## EXERCISE GOAL:
Swap every instance of "butterfly" for "moth" in the lines below and write them out again unchanged otherwise. Omit the pictures from your answer.

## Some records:
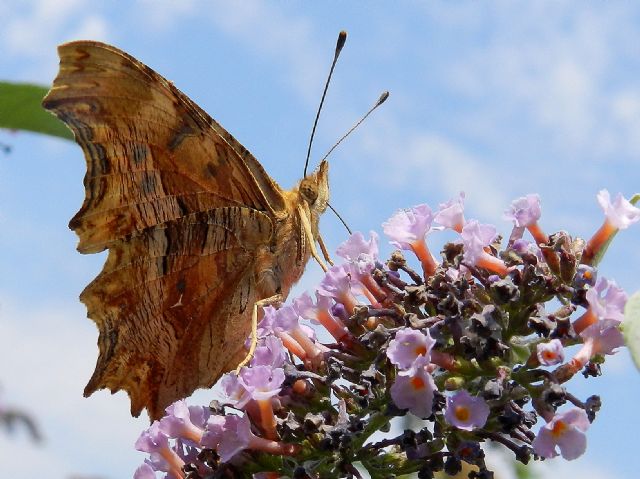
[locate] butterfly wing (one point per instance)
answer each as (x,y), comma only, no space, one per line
(152,154)
(184,211)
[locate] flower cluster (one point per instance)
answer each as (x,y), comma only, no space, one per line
(467,345)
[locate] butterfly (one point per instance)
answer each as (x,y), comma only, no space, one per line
(198,234)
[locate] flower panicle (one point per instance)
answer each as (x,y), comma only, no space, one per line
(467,345)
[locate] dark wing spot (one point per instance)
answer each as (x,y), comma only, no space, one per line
(211,168)
(185,130)
(181,285)
(149,183)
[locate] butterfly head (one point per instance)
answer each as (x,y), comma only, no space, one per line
(314,189)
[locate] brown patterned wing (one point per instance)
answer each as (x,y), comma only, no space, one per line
(172,304)
(184,210)
(152,154)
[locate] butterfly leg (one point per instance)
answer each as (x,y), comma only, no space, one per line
(275,299)
(324,250)
(306,225)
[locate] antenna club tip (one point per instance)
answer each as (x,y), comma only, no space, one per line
(342,38)
(383,98)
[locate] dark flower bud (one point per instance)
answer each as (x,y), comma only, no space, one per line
(452,465)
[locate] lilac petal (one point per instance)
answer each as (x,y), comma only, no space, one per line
(407,345)
(466,412)
(145,471)
(356,246)
(235,438)
(451,213)
(414,392)
(572,444)
(262,382)
(475,237)
(408,226)
(524,211)
(550,353)
(621,213)
(544,444)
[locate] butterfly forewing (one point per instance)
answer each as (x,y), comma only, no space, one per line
(187,214)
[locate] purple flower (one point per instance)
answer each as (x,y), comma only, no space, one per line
(408,345)
(363,254)
(475,237)
(550,353)
(184,422)
(621,213)
(339,285)
(285,319)
(234,390)
(269,352)
(261,382)
(145,471)
(604,337)
(162,458)
(152,439)
(465,411)
(407,227)
(414,391)
(524,211)
(609,304)
(451,213)
(566,430)
(228,435)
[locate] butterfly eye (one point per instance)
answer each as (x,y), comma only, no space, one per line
(309,191)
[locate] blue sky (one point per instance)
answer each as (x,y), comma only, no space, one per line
(497,99)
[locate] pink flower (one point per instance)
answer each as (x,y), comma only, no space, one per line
(358,251)
(524,211)
(609,304)
(476,237)
(413,389)
(184,422)
(451,213)
(606,301)
(320,313)
(339,285)
(566,430)
(162,458)
(407,230)
(229,435)
(621,213)
(466,412)
(408,227)
(408,345)
(550,353)
(145,471)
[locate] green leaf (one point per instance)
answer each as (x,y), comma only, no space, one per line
(631,327)
(21,109)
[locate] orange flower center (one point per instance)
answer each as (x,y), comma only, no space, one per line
(417,382)
(462,413)
(559,428)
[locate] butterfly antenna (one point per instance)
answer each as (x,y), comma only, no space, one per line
(380,101)
(340,218)
(342,37)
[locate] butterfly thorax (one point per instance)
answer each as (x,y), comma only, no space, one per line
(282,264)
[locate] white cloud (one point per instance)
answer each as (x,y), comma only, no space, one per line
(434,162)
(551,66)
(45,377)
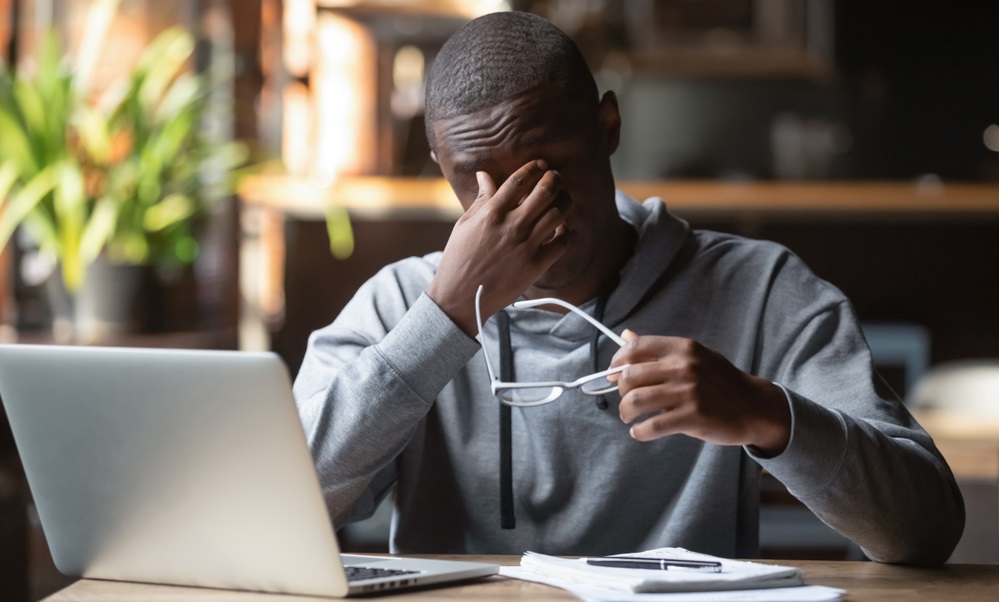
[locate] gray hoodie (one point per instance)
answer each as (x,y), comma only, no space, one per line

## EXERCISE RESPONSE:
[locate] moth wing (one point per instance)
answer each as (x,y), comma only, no space, one per line
(152,154)
(184,211)
[locate] flower cluster (one point per instance)
answer each as (x,y), comma only, no space, one per line
(467,345)
[locate] moth (one point per instance)
answer each as (x,y), comma only, no space, one per line
(198,234)
[locate] flower panicle (one point per instance)
answer each as (x,y), comma only, no space, one per line
(467,345)
[locate] dark wing spot (one point per instance)
answer each as (x,y), comma only, no space, one per line
(211,168)
(185,130)
(181,285)
(149,183)
[locate] moth head (one point per instance)
answer each as (x,y), comma only, no space, one per line
(314,189)
[locate] brown patterned wing (one point per instance)
answer each as (x,y), comma only, no space, one per line
(172,304)
(184,210)
(152,154)
[locate] moth leg (one point per instance)
answer each as (x,y), comma only, no space, one per line
(275,299)
(324,250)
(306,225)
[locate] antenna club tip (one point per instance)
answer each as (x,y), comma only, no space, one per line
(342,38)
(383,98)
[locate] dark flower bud (one point per instance)
answer each as (x,y), comma only, no space, one per line
(452,465)
[locate] lilac petal (one point per instance)
answer each as (x,y), comma only, no space, one per line
(407,345)
(466,412)
(145,471)
(356,246)
(235,438)
(451,213)
(414,392)
(572,444)
(262,382)
(475,237)
(408,226)
(524,211)
(550,353)
(621,213)
(544,444)
[locate] moth forewing (one point per instance)
answer each as (x,y), comma only, no space, one per line
(187,214)
[locate] purple flower (one point per instance)
answer each as (x,y), comma only, no space, one per line
(408,345)
(363,254)
(475,237)
(550,353)
(184,422)
(621,213)
(339,285)
(285,319)
(234,390)
(269,352)
(261,382)
(145,471)
(604,337)
(162,458)
(152,439)
(465,411)
(407,227)
(414,391)
(524,211)
(609,304)
(451,213)
(566,430)
(228,435)
[locate] moth eye (one point per instance)
answer each as (x,y), comma only, no space, one per line
(309,191)
[locate] blue sky (one point per instance)
answer each as (x,y), comma only, no space, one per line
(497,99)
[locate] pink flower (one point per instance)
answer each as (x,y), comma only, no space, one per line
(358,251)
(524,211)
(609,304)
(476,237)
(413,389)
(184,422)
(451,213)
(606,301)
(320,313)
(339,285)
(566,430)
(162,458)
(407,230)
(229,435)
(621,213)
(466,412)
(408,227)
(408,345)
(550,353)
(145,471)
[locate] green leaf (one point per instance)
answer each as (x,y), comma only, no space, one per line
(631,327)
(21,109)
[locate] orange flower center (one point per instance)
answer each as (x,y), comma only, no space, one per line
(417,382)
(462,413)
(559,428)
[locate] moth antenna (one point per instance)
answer each as (x,y), comma only, no space, one per line
(380,101)
(340,218)
(342,37)
[locate] moth thorax (one point per instance)
answer each as (x,y), comma only, no space, one per line
(282,264)
[locate] white cloud (one point per instance)
answer each as (x,y), comma only, no space, one per line
(434,162)
(551,66)
(45,377)
[locate] gray hoodie (one point per instance)
answer each as (x,y), comma only, no space, one per line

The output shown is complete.